§ **Aim**: From the entries below, pull out every line that contains the string "like", treating uppercase and lowercase letters as different.

------ Given information

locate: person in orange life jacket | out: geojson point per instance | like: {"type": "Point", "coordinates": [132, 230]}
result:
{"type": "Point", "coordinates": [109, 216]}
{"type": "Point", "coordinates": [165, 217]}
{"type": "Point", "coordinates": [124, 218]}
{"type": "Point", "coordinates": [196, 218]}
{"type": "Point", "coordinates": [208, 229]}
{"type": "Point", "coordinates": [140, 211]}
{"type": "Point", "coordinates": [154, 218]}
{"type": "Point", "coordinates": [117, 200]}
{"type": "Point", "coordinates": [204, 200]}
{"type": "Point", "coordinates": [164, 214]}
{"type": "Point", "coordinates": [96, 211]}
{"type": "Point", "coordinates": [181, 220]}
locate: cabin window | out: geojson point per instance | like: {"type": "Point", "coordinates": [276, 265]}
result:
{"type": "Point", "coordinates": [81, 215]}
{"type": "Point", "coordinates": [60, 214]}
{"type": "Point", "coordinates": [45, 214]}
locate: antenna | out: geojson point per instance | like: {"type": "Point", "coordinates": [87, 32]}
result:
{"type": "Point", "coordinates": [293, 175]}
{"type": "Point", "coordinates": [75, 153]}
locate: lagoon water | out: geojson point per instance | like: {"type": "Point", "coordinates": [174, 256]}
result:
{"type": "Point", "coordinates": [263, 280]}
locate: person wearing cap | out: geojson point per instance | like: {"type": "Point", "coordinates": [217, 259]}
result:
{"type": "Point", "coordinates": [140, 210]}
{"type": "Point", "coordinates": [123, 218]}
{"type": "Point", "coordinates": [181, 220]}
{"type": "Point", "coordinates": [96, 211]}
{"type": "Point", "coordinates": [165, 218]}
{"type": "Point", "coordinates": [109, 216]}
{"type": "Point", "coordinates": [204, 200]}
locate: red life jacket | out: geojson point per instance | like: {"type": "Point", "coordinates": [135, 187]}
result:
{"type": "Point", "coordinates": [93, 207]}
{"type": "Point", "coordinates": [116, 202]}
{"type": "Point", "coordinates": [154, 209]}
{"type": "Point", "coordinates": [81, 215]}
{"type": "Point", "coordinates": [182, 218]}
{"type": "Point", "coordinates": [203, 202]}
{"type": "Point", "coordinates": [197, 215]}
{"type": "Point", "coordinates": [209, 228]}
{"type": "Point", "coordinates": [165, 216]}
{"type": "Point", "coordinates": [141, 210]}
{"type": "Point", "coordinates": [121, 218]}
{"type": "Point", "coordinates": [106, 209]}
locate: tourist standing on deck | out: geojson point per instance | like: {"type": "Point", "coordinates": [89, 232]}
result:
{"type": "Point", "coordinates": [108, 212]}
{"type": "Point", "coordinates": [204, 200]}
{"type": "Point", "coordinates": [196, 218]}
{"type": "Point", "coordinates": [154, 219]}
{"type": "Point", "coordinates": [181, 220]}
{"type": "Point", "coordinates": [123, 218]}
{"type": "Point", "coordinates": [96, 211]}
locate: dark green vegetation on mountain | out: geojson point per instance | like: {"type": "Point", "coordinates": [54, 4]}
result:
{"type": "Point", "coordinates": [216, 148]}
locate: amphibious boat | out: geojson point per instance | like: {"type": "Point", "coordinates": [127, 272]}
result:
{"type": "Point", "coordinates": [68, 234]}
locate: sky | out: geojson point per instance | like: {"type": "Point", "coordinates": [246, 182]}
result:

------------
------ Given information

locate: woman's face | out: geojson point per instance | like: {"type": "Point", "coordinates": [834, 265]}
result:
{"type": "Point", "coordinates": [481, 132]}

------------

§ **Task solution**:
locate: person in orange life jacket | out: geojson point per instance | like: {"type": "Point", "coordinates": [132, 230]}
locate: cabin window | out: geojson point per instance | like: {"type": "Point", "coordinates": [276, 265]}
locate: antenna | out: geojson point per instance | like: {"type": "Point", "coordinates": [87, 32]}
locate: lagoon water | out: geojson point per instance | like: {"type": "Point", "coordinates": [174, 256]}
locate: person wearing cap | out: geojson point per instance | like: {"type": "Point", "coordinates": [217, 259]}
locate: red life jacket | out: geojson point per instance | like: {"type": "Point", "coordinates": [135, 187]}
locate: tourist standing on deck | out: geojson point per instance | like: {"type": "Point", "coordinates": [89, 232]}
locate: dark green vegetation on mountain | out: geojson point per instance | like: {"type": "Point", "coordinates": [54, 4]}
locate: amphibious boat | out: geojson point per instance | like: {"type": "Point", "coordinates": [127, 272]}
locate: sky | out: geojson point per instance | like: {"type": "Point", "coordinates": [246, 182]}
locate: woman's face | out: geojson point per instance | like: {"type": "Point", "coordinates": [834, 265]}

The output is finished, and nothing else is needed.